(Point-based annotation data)
* Start *
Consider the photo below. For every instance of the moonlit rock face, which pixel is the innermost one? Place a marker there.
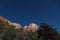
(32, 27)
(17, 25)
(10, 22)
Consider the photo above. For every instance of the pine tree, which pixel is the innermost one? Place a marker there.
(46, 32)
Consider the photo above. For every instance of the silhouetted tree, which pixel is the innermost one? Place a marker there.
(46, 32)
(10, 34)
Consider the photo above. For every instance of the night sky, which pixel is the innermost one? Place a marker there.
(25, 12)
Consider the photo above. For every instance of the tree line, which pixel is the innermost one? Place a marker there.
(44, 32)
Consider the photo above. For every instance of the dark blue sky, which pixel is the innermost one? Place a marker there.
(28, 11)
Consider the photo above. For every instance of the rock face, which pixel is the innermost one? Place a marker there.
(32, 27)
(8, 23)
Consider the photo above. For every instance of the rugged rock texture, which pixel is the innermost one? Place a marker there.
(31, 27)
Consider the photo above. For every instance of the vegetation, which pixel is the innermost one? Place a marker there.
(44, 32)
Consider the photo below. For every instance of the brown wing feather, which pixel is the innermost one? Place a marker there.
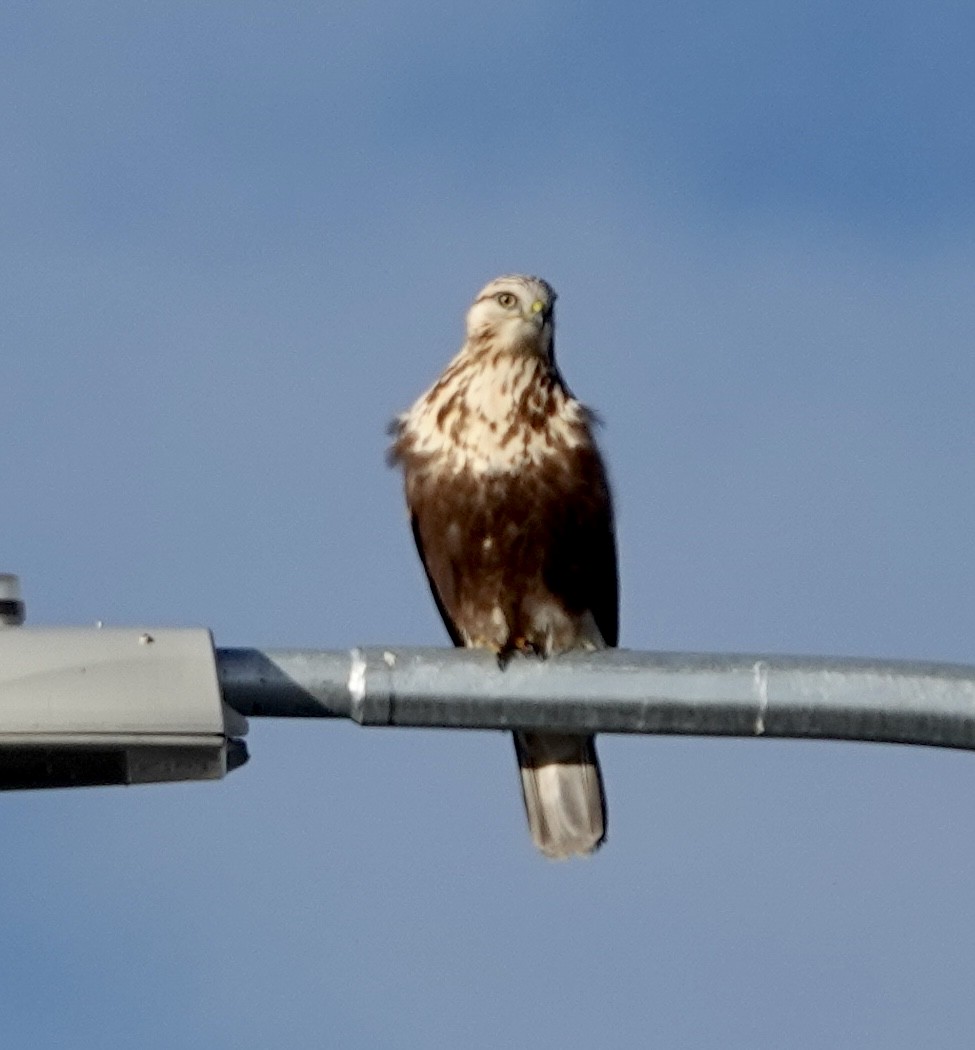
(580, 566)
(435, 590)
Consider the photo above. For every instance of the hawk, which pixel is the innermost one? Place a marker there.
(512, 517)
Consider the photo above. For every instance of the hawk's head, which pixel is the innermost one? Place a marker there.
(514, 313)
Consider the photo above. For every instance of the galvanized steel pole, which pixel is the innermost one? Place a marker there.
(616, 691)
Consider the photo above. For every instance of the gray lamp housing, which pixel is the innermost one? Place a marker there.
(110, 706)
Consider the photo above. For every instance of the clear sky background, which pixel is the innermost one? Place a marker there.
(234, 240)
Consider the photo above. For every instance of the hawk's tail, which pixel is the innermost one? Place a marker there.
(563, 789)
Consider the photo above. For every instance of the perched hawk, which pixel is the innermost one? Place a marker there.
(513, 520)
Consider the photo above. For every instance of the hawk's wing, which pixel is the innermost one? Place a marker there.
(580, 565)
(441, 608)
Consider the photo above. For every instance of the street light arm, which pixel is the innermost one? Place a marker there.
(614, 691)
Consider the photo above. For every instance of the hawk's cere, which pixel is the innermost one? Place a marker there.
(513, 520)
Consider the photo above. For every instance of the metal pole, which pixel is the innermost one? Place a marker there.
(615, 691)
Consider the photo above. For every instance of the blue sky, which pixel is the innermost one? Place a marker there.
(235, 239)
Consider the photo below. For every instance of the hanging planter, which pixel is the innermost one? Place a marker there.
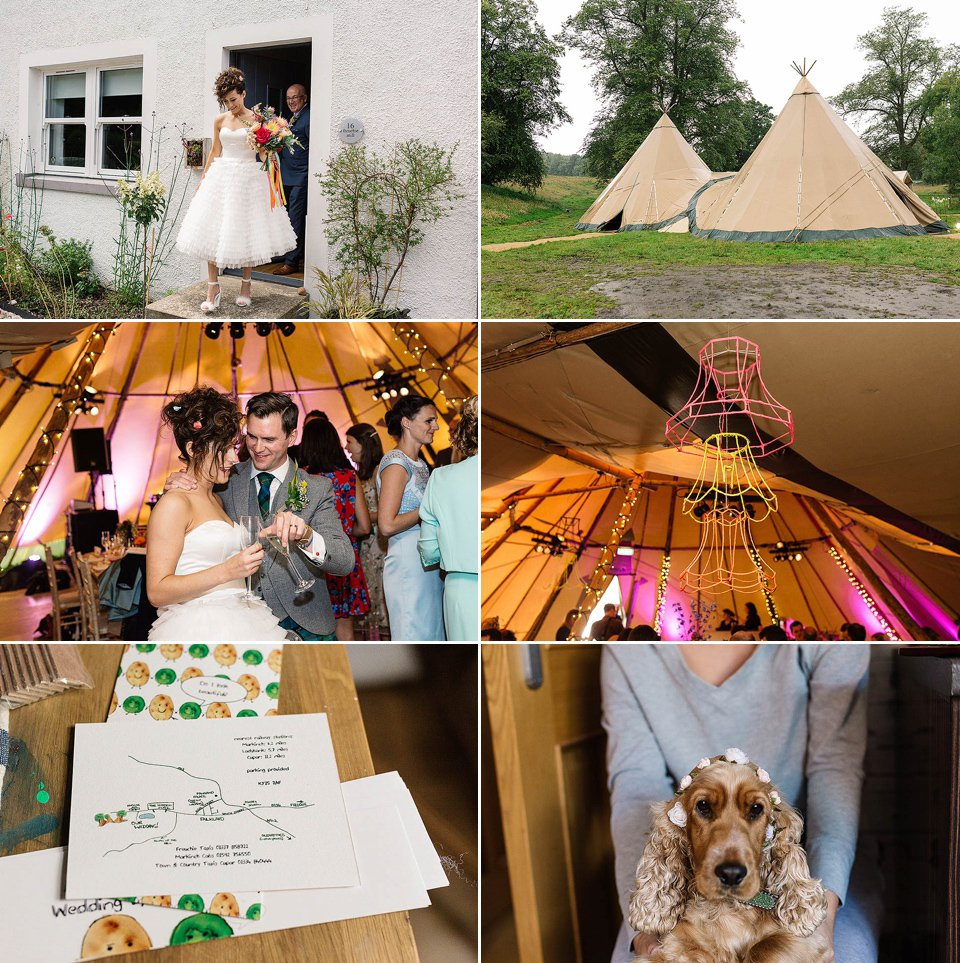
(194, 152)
* End *
* Start *
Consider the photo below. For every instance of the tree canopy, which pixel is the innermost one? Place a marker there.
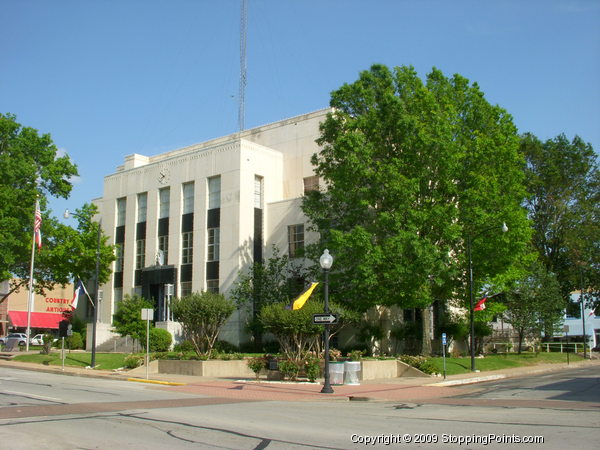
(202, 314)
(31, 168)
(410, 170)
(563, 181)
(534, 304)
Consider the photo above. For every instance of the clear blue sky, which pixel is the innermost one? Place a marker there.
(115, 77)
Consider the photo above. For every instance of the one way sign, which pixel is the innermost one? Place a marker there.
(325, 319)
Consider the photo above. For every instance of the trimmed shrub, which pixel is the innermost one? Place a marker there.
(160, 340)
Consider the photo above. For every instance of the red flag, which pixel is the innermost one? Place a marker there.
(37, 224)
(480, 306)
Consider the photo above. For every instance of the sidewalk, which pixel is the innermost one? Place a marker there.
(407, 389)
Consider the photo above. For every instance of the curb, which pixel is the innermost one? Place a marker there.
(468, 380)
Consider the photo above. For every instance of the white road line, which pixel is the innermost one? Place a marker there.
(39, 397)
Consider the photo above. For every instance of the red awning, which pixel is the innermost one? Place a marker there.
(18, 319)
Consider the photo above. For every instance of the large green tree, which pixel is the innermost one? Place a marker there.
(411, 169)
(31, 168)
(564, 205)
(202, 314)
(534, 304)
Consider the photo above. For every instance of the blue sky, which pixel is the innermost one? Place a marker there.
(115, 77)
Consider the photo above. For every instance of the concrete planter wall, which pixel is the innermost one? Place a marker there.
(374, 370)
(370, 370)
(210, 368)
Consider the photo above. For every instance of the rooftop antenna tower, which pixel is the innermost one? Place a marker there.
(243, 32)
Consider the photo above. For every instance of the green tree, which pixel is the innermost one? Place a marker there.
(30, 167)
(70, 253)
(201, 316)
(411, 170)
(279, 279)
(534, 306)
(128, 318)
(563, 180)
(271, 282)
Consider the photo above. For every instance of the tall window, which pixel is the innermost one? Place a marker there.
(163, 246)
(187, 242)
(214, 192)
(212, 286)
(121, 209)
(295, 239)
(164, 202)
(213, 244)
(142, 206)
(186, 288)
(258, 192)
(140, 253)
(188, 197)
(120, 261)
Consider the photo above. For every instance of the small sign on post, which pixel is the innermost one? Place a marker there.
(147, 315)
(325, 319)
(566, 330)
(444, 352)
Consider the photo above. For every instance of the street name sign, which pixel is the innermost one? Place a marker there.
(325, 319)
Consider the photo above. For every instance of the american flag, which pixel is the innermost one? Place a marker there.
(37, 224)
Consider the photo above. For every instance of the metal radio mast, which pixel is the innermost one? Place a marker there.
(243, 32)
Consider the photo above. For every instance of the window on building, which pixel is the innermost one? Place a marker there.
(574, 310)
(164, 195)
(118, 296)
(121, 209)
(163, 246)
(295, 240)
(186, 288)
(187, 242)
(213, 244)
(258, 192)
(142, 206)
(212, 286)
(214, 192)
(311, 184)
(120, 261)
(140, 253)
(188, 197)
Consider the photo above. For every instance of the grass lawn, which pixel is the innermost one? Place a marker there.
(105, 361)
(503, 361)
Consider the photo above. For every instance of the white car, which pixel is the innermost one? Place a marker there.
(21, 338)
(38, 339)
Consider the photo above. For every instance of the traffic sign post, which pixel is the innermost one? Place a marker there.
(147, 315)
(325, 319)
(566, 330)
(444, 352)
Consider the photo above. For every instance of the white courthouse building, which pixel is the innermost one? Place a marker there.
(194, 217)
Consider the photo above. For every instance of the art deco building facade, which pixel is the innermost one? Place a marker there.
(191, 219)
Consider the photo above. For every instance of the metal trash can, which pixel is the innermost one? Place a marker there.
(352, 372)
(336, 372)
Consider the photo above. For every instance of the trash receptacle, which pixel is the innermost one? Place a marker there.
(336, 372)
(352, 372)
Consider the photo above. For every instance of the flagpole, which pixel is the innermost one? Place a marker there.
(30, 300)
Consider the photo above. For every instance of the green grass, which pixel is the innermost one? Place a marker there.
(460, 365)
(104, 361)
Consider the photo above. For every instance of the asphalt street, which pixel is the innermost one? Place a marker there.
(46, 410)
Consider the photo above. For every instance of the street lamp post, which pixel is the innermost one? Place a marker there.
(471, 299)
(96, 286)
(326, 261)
* End *
* Start *
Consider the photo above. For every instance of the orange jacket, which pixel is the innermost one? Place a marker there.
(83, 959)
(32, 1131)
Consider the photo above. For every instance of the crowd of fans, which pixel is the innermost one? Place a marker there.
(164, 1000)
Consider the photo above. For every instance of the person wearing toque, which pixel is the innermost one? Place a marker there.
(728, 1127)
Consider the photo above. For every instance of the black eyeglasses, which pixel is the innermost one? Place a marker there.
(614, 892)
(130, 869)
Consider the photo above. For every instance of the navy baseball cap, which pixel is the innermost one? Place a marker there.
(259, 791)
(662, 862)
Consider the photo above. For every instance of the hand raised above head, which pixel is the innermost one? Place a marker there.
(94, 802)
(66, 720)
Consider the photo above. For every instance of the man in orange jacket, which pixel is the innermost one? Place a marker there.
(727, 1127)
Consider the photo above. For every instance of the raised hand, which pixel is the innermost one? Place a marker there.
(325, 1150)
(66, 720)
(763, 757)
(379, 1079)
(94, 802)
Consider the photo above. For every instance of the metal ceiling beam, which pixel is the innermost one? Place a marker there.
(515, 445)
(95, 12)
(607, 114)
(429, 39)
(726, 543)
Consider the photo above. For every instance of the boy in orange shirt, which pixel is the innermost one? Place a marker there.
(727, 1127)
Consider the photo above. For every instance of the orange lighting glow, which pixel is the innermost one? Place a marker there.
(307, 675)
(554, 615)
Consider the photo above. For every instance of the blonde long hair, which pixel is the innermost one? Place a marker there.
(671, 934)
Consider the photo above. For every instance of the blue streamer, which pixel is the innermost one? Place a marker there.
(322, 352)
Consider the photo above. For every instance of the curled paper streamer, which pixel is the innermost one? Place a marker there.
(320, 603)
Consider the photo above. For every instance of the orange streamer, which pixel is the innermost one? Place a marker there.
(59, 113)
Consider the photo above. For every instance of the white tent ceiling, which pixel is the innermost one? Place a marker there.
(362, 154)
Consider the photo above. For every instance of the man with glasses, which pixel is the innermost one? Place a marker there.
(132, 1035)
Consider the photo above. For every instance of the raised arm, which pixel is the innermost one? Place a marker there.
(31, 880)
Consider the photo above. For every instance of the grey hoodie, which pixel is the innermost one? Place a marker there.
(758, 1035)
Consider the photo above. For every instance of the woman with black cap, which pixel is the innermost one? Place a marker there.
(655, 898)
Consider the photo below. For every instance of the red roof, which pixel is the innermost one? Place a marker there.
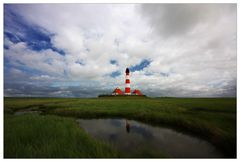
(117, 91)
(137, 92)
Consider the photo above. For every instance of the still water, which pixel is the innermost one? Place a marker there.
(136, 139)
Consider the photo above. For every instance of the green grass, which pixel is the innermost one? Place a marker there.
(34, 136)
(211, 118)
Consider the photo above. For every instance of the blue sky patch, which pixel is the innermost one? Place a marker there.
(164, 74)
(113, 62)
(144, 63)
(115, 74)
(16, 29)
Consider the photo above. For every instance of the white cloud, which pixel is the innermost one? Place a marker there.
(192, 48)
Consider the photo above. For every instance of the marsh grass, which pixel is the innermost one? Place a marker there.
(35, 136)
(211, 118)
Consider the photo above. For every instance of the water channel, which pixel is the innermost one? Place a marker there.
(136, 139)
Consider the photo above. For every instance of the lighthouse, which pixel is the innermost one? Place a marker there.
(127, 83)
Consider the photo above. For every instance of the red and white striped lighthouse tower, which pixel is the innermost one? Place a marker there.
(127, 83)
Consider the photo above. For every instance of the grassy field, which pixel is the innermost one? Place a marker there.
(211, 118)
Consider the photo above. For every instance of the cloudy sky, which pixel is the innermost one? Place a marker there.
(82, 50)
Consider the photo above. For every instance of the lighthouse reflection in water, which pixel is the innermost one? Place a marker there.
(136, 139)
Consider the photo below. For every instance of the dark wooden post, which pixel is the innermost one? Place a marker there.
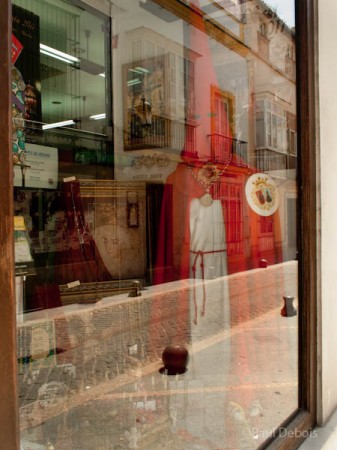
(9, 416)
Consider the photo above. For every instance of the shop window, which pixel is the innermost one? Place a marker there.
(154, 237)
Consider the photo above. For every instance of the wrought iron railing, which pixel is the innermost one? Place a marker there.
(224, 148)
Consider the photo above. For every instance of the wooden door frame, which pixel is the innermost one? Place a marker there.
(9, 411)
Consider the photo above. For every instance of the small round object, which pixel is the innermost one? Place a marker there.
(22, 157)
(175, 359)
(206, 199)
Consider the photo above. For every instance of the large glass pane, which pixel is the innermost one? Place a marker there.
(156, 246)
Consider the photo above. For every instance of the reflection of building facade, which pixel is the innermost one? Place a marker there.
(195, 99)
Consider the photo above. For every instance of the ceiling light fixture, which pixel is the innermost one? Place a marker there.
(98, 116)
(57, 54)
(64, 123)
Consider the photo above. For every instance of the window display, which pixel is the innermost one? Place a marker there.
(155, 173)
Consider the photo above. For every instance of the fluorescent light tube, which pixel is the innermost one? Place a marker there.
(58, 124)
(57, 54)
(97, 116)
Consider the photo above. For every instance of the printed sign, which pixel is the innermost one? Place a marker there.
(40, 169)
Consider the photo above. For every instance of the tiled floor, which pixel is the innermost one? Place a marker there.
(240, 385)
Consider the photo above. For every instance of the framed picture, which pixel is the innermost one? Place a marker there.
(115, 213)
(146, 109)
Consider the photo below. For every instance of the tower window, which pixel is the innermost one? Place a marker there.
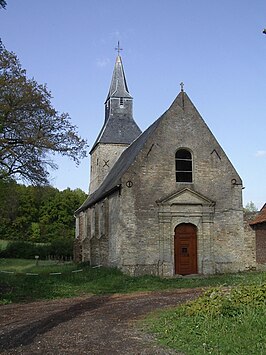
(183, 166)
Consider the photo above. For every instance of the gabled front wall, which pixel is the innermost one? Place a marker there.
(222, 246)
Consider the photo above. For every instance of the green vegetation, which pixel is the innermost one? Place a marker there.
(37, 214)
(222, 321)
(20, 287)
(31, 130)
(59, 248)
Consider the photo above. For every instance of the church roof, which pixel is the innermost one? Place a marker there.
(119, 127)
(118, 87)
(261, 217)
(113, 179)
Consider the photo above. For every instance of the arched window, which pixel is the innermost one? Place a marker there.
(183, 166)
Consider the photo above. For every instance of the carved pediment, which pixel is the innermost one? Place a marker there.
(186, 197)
* End *
Copy out every line in the records above that contains the word "blue". Matching is case-sensitive.

→ SOLVED PROBLEM:
Consider the photo above. For every instance of the dark blue sky, which pixel is the innermost one? Place a marker there.
Consider the photo above. For every instance of the blue sky, which pixel is the innermost one? Place a marker there.
Consider the photo above. For every instance of the clear blue sky, which pixel is the innermost one? Place a marker there.
Consider the photo above. For every instance of the blue sky, which pixel is the innermost one? Place a marker there.
Consider the photo above. For every instance of the blue streamer, which pixel is the innermost one? Place a marker there.
Consider the photo above. For every instance of the blue sky patch, which pixel is the innermost one? Place a marker there.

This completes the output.